* [Your instructions]
Reproduce the lines below word for word, beginning with the line that contains "Confirm that each instance of the carpeted" and continuing through the line that contains "pixel 373 324", with both of those lines included.

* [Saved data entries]
----
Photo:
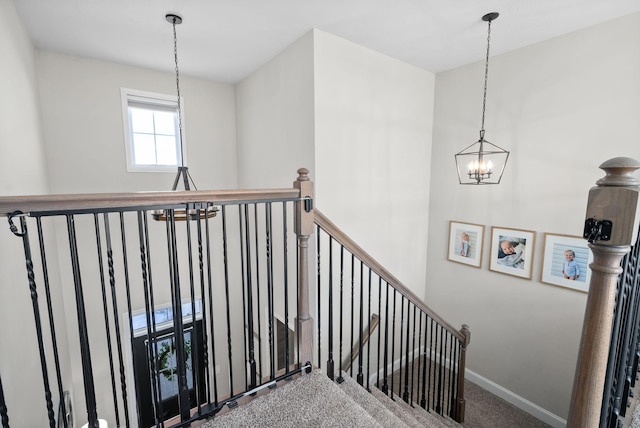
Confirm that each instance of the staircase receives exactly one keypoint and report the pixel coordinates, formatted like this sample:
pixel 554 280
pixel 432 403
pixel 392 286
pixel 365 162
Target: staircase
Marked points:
pixel 315 400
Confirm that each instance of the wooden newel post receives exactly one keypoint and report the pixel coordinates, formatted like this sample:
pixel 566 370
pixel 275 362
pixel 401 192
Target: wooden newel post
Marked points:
pixel 460 401
pixel 304 229
pixel 611 227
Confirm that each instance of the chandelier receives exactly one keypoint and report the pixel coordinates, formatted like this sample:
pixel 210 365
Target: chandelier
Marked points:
pixel 183 171
pixel 482 162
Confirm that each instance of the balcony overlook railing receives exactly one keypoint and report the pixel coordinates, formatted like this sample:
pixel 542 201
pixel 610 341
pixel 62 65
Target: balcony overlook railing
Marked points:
pixel 149 310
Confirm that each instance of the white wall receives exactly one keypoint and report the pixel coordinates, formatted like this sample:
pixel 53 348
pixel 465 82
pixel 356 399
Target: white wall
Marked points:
pixel 373 150
pixel 24 171
pixel 83 126
pixel 561 107
pixel 276 119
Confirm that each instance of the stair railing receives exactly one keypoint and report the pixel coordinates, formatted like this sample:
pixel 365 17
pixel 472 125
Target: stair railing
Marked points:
pixel 355 351
pixel 416 355
pixel 206 292
pixel 224 279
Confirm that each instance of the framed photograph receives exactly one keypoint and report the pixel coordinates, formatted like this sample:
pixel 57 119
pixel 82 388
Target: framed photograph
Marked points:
pixel 465 243
pixel 566 261
pixel 512 251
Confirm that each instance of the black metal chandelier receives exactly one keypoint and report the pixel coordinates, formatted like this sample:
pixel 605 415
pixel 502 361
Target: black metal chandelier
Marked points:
pixel 183 171
pixel 482 162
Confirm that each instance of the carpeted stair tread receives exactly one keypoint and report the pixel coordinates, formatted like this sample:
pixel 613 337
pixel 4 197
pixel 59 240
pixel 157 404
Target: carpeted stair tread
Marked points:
pixel 369 403
pixel 310 401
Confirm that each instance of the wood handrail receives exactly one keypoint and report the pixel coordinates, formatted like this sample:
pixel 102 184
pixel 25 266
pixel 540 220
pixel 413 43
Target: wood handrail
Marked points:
pixel 102 201
pixel 337 234
pixel 373 324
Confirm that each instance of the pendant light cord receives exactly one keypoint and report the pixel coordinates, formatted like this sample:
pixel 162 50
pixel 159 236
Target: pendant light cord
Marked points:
pixel 175 56
pixel 486 77
pixel 182 169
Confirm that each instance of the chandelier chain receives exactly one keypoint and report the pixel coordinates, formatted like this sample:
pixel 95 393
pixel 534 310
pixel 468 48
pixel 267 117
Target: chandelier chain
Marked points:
pixel 486 77
pixel 175 56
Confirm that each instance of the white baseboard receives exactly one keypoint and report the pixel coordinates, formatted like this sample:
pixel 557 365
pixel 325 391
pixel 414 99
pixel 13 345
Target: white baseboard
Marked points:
pixel 518 401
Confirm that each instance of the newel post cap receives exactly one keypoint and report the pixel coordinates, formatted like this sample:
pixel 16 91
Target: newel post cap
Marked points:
pixel 619 172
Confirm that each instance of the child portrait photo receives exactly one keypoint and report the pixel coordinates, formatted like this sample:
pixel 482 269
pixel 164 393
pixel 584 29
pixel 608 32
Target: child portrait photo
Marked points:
pixel 566 261
pixel 512 251
pixel 465 243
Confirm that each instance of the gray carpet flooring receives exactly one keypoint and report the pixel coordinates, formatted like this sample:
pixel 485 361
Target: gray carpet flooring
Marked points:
pixel 315 401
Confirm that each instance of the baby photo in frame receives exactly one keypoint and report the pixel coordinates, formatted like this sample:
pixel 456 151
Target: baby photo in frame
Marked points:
pixel 512 251
pixel 566 262
pixel 465 243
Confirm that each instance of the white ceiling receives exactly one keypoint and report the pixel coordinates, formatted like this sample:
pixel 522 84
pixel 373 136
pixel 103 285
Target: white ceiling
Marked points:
pixel 225 40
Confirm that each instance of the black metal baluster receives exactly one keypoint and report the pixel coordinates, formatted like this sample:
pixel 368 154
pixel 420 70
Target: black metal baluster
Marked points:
pixel 195 347
pixel 245 315
pixel 407 364
pixel 211 312
pixel 453 385
pixel 4 414
pixel 243 287
pixel 150 313
pixel 178 327
pixel 393 340
pixel 361 328
pixel 83 334
pixel 253 381
pixel 413 356
pixel 123 237
pixel 341 356
pixel 105 313
pixel 423 360
pixel 227 295
pixel 272 362
pixel 440 371
pixel 385 384
pixel 352 315
pixel 379 331
pixel 330 362
pixel 116 320
pixel 319 291
pixel 54 340
pixel 401 333
pixel 203 305
pixel 369 335
pixel 287 359
pixel 259 311
pixel 449 340
pixel 433 346
pixel 36 314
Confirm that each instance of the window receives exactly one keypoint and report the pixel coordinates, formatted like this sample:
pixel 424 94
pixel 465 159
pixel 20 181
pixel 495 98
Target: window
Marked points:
pixel 155 362
pixel 152 135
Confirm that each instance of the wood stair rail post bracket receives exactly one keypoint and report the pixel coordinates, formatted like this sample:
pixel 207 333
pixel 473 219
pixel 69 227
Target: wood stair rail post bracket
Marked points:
pixel 460 401
pixel 611 227
pixel 304 227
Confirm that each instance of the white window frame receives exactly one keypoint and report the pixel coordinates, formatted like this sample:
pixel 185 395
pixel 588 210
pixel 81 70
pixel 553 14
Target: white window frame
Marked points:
pixel 128 95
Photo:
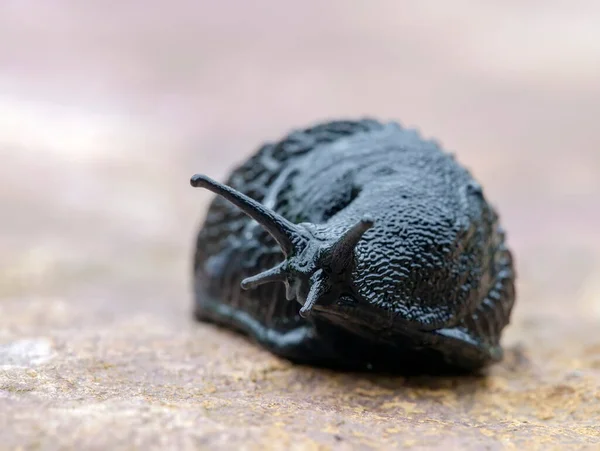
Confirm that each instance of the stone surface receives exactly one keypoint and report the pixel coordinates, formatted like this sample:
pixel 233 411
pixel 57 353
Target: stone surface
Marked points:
pixel 105 112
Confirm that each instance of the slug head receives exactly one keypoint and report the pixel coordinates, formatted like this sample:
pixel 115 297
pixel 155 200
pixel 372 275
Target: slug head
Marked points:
pixel 317 270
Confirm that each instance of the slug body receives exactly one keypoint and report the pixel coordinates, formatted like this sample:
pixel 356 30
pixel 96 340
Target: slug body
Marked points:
pixel 356 244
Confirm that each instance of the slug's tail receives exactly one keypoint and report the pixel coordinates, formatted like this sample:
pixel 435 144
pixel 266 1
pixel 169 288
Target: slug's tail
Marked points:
pixel 336 253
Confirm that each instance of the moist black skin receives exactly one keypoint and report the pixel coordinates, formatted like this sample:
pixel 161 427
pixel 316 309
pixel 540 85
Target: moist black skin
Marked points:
pixel 356 245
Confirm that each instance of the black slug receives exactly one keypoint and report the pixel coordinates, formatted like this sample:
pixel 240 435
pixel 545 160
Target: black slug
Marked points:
pixel 360 245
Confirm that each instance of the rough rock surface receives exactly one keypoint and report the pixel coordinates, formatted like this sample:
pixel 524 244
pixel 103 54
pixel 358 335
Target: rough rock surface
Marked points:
pixel 98 349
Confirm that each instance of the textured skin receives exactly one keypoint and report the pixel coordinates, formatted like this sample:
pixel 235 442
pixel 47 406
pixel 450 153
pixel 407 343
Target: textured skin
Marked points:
pixel 432 283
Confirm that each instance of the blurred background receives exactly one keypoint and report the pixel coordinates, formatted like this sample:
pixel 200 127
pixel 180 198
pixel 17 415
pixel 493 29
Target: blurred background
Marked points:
pixel 107 109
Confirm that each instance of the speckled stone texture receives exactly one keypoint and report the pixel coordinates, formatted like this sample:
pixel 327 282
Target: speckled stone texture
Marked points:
pixel 106 111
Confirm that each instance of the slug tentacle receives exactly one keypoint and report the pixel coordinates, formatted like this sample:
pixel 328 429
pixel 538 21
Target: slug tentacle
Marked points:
pixel 276 274
pixel 287 235
pixel 306 255
pixel 431 285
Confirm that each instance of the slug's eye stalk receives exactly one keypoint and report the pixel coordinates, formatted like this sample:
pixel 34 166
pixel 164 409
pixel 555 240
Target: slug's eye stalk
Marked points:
pixel 315 268
pixel 287 235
----
* [Response to this task]
Confirm that each instance of the carpeted stair tread receives exactly one keypoint and report the pixel coordinates, formatted like this sample:
pixel 613 337
pixel 4 197
pixel 59 240
pixel 157 404
Target: carpeted stair tread
Marked points:
pixel 369 403
pixel 310 401
Confirm that each instance of the wood handrail receives exactly one keypoint and report the pixel coordinates, formatted like this sample:
pixel 102 184
pixel 25 266
pixel 540 220
pixel 413 43
Target: wood handrail
Marked points:
pixel 102 201
pixel 337 234
pixel 373 324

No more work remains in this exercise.